▼

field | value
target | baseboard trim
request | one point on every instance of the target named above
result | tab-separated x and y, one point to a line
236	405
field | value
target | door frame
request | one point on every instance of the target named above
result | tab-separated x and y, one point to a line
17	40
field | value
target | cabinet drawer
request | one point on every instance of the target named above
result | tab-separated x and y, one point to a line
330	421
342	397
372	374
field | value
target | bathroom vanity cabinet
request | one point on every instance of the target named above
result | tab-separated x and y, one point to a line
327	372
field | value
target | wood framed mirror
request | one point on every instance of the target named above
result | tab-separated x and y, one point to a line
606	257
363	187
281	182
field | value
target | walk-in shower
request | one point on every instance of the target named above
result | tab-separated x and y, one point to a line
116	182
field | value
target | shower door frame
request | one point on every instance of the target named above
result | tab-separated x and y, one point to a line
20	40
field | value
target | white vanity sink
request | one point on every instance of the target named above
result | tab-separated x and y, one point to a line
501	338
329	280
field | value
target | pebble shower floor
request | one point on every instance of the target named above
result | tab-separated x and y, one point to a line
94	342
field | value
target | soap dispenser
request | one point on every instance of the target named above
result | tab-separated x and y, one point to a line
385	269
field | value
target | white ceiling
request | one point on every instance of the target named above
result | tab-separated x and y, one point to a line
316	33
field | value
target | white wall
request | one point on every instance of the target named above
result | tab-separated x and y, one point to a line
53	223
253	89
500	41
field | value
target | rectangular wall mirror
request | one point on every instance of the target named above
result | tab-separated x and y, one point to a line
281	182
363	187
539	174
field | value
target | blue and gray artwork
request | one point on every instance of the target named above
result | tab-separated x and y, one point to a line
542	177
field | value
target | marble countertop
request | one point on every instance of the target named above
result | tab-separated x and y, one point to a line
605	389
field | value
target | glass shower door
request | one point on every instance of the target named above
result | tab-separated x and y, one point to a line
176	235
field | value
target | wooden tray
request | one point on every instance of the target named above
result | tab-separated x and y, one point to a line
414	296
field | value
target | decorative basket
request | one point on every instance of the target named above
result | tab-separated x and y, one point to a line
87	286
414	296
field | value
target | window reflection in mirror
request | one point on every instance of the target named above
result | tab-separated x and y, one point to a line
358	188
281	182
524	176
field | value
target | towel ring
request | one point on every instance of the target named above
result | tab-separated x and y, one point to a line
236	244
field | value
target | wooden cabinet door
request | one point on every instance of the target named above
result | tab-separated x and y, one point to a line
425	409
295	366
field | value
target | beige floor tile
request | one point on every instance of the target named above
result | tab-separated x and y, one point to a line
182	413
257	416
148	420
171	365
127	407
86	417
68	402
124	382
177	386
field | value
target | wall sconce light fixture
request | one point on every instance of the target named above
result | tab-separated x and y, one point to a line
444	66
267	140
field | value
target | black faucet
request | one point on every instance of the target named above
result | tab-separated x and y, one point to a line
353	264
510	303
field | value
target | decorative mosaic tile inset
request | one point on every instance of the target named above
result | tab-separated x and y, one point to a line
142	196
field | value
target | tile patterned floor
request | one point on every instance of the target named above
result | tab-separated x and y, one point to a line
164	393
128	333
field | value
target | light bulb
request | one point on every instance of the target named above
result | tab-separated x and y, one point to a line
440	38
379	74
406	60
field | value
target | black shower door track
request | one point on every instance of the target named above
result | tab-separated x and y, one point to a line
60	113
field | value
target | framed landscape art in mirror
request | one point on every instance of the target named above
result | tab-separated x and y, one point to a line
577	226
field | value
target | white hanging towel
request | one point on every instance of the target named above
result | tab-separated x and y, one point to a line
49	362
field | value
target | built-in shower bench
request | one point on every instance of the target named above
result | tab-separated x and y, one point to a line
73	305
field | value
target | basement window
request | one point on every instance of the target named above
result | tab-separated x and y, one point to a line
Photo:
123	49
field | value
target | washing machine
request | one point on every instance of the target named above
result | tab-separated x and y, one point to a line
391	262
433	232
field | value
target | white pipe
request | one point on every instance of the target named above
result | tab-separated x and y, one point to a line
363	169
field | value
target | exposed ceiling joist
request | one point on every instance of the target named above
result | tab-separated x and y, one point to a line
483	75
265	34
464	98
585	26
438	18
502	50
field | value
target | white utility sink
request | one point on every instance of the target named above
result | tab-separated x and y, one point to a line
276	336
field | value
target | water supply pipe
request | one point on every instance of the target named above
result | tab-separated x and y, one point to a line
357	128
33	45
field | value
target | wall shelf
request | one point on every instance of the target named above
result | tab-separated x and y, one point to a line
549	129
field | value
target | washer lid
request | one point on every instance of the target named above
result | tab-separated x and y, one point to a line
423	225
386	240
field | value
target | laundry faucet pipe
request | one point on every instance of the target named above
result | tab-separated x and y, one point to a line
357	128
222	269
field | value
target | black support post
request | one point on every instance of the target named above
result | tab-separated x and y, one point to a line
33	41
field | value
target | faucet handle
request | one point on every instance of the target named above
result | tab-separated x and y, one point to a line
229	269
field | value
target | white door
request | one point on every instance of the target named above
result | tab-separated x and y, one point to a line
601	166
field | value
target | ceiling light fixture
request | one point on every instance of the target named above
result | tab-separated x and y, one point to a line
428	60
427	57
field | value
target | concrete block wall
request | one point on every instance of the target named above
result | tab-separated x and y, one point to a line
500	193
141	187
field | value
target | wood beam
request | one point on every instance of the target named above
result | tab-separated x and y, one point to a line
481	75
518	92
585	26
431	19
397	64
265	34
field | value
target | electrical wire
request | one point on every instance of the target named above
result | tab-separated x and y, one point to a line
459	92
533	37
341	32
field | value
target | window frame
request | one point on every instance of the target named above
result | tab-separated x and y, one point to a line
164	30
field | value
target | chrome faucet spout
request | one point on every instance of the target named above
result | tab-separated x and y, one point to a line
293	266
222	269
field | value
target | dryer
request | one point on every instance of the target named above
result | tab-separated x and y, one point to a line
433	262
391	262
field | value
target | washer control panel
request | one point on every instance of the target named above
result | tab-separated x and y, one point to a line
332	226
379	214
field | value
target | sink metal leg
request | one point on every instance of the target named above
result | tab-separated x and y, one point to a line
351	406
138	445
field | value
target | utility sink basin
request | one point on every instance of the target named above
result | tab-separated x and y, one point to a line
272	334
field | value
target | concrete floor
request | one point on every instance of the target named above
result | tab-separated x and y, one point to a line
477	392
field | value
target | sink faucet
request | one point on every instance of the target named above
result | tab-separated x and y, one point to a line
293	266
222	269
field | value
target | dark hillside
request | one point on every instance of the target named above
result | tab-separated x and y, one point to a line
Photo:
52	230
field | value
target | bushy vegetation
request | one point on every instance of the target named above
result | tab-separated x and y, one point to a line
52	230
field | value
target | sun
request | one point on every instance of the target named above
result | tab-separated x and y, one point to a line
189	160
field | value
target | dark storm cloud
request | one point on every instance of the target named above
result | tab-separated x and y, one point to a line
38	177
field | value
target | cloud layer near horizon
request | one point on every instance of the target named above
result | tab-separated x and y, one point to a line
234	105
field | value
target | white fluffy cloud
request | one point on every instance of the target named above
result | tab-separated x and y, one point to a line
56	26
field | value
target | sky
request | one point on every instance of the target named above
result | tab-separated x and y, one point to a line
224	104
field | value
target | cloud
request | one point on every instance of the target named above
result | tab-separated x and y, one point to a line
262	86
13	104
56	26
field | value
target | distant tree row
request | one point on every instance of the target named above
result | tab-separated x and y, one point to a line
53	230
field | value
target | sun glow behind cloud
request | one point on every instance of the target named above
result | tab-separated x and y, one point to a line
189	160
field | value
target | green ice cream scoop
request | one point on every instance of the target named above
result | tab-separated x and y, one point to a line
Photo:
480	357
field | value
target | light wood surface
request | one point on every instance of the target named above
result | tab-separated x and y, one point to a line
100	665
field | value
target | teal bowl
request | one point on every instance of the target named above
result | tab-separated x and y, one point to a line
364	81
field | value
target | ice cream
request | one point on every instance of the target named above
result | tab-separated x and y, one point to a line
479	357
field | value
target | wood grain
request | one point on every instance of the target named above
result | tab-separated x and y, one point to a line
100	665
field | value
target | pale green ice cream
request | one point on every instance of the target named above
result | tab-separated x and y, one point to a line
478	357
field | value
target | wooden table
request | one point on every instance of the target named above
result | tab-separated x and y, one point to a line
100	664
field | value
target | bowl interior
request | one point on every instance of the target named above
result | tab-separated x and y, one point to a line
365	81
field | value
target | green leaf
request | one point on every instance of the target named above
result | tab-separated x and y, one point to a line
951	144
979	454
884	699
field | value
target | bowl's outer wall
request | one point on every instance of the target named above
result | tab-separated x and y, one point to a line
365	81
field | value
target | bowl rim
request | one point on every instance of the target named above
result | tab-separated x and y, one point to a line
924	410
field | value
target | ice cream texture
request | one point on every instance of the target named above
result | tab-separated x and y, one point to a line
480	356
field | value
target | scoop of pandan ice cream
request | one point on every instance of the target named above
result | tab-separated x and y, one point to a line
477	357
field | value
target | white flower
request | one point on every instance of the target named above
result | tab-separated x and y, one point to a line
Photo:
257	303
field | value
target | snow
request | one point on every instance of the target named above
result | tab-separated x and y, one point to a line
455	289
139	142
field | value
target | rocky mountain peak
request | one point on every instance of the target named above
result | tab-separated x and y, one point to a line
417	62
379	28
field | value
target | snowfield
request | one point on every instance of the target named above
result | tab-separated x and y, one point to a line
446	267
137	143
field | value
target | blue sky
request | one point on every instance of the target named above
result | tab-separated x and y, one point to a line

▲

PROBLEM> Please gather every line of the records that contains the string "cabinet" and copy each one in full. Matching is case-sensitive.

RESPONSE>
target | cabinet drawer
target | bathroom vanity cabinet
target | wooden cabinet door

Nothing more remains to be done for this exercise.